— start —
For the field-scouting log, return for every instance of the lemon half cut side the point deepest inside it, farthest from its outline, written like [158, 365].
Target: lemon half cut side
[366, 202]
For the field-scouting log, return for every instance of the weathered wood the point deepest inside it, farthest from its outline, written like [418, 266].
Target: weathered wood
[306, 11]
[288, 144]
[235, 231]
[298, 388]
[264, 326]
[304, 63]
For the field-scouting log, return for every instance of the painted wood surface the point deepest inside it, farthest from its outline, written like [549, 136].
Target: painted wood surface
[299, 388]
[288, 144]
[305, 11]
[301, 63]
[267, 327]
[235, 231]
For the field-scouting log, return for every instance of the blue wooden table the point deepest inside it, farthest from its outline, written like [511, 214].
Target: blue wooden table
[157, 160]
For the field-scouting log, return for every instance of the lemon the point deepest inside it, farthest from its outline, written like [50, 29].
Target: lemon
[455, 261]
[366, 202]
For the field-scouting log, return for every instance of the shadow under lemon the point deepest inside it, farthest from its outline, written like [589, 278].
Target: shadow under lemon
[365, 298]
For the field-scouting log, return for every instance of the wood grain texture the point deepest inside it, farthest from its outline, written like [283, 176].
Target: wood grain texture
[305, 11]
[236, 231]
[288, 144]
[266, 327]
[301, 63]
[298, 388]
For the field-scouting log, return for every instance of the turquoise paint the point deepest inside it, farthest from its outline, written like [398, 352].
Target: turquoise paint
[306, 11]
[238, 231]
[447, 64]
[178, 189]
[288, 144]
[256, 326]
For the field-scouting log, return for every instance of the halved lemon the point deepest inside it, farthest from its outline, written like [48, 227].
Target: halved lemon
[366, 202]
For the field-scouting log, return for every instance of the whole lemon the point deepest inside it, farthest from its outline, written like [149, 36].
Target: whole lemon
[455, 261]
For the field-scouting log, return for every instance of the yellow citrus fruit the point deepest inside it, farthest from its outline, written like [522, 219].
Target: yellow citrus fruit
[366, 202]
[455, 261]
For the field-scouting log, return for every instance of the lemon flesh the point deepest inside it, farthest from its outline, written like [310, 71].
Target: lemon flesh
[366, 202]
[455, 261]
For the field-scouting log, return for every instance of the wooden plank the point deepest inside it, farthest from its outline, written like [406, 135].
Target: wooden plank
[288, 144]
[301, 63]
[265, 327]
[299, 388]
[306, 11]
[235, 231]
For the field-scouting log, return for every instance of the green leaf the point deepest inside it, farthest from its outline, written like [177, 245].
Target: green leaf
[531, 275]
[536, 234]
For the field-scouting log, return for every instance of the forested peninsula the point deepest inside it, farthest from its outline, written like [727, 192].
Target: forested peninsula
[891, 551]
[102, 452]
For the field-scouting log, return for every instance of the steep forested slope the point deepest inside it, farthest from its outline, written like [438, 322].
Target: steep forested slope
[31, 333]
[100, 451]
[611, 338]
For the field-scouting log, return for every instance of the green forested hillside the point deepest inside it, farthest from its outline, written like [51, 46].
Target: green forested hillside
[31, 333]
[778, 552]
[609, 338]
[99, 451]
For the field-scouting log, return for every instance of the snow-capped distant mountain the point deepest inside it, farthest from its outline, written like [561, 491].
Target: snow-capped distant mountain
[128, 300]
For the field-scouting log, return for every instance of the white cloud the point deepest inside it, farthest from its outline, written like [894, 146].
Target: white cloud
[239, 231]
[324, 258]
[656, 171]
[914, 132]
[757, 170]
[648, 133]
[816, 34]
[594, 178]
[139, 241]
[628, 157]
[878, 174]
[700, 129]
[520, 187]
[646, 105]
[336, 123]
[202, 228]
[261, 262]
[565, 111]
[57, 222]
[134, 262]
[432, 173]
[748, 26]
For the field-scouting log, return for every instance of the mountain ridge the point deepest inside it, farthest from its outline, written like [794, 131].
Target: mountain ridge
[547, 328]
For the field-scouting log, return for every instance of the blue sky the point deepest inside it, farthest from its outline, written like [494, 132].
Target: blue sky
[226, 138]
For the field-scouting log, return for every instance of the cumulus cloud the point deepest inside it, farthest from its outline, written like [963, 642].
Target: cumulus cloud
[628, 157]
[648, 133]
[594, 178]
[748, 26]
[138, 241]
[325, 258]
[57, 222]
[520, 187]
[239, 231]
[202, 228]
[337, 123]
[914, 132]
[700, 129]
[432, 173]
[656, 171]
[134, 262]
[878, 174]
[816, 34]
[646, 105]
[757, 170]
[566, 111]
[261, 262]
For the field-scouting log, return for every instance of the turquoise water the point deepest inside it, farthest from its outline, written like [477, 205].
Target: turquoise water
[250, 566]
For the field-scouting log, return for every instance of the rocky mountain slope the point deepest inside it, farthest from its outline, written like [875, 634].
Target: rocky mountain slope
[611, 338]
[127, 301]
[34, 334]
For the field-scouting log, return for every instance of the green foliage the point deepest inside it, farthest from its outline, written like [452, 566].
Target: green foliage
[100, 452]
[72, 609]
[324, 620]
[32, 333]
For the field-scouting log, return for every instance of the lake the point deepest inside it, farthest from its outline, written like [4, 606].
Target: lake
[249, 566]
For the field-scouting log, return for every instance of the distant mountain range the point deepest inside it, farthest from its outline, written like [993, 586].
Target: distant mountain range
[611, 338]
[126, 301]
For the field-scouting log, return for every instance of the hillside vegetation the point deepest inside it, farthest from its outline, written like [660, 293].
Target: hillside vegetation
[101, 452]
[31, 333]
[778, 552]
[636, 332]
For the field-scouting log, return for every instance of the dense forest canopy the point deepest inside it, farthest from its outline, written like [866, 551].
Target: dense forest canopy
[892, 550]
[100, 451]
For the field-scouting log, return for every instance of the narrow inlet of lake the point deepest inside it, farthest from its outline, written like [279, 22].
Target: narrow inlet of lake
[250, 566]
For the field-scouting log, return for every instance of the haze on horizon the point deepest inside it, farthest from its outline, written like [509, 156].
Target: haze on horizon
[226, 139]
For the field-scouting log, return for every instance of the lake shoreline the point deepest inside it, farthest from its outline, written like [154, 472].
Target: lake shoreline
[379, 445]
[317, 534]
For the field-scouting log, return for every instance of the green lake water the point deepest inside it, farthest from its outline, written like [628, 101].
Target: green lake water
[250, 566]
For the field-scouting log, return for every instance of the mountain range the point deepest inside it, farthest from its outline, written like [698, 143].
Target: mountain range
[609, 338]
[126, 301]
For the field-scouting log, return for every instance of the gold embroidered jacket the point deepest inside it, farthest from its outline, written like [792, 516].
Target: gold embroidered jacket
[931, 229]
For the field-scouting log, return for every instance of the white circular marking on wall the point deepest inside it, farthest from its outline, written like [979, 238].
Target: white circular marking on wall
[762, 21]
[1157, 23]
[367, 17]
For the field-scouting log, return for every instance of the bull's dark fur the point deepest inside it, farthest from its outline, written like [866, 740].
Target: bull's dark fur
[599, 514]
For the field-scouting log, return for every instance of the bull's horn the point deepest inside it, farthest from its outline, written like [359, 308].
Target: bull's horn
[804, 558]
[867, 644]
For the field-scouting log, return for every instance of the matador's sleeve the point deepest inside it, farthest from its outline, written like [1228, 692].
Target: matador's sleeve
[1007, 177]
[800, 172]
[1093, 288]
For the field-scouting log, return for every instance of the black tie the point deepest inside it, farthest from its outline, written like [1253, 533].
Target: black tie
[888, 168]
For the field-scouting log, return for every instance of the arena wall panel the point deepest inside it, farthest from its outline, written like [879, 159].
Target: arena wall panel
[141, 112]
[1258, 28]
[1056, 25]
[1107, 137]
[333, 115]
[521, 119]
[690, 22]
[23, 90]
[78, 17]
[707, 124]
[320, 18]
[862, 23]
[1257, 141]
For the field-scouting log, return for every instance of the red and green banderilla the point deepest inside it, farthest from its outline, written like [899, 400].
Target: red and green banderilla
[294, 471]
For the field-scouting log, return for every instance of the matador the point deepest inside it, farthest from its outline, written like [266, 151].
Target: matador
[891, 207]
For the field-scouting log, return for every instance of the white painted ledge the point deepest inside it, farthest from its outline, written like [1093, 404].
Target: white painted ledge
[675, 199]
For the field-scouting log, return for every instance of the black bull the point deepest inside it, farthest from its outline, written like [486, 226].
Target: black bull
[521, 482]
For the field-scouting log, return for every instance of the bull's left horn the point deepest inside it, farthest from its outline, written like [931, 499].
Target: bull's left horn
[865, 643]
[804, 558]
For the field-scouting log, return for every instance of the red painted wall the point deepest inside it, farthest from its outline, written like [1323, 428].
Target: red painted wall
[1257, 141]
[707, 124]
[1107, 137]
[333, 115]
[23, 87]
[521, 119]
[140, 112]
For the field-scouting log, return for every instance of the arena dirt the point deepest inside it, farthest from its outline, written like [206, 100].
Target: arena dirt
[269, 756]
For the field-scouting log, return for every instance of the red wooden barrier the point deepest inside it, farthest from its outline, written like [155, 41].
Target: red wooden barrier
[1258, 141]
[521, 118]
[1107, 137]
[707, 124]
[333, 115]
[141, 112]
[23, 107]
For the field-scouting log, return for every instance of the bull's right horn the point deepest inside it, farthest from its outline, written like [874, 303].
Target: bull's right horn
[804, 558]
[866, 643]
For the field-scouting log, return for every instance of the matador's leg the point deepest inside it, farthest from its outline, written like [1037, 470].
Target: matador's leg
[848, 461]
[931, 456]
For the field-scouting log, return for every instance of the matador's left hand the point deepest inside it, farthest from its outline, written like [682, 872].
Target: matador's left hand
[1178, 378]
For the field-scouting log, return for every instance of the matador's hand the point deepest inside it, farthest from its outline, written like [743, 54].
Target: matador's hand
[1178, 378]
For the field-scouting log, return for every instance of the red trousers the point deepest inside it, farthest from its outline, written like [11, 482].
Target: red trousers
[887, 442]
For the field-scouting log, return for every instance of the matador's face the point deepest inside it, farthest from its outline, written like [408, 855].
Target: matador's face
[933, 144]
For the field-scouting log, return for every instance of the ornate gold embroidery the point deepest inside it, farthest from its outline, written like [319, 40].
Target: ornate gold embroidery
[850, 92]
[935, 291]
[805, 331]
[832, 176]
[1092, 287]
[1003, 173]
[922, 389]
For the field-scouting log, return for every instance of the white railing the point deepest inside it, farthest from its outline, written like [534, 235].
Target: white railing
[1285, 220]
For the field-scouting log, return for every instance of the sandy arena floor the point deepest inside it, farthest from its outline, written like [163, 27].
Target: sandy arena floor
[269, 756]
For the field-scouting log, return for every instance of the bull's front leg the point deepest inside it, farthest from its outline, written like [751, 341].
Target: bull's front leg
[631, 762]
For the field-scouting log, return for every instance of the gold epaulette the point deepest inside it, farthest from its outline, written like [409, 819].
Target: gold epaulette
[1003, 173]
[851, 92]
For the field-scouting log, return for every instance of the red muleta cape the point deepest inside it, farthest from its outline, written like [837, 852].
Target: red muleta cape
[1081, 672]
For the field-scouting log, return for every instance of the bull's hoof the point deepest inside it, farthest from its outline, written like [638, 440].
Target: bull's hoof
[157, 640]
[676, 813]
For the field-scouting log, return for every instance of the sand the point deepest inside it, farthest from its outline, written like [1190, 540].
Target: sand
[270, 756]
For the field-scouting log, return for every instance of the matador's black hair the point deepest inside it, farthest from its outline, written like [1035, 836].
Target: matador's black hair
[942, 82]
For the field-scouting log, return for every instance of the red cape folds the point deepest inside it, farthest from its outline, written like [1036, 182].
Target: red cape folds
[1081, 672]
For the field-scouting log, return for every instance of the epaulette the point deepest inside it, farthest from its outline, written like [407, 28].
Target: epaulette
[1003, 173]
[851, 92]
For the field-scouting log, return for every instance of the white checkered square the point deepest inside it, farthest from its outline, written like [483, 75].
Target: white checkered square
— end —
> [Aim of the exercise]: Give back exactly the lines running from the line containing "like [1036, 182]." through the end of the material above, both included, and nothing beyond them.

> [Result below]:
For the field-scouting log, return for every instance of the red cape folds the point deepest inside it, farthest from its outline, written like [1036, 182].
Target: red cape folds
[1081, 672]
For the field-scouting log, return for every instance of the epaulette the point deepest inside it, farthest from its outline, written like [407, 28].
Target: epaulette
[1003, 173]
[851, 92]
For the field-scouting log, return for every instance of the white checkered square the point deepest inside it, farthest from its outline, written like [483, 75].
Target: white checkered square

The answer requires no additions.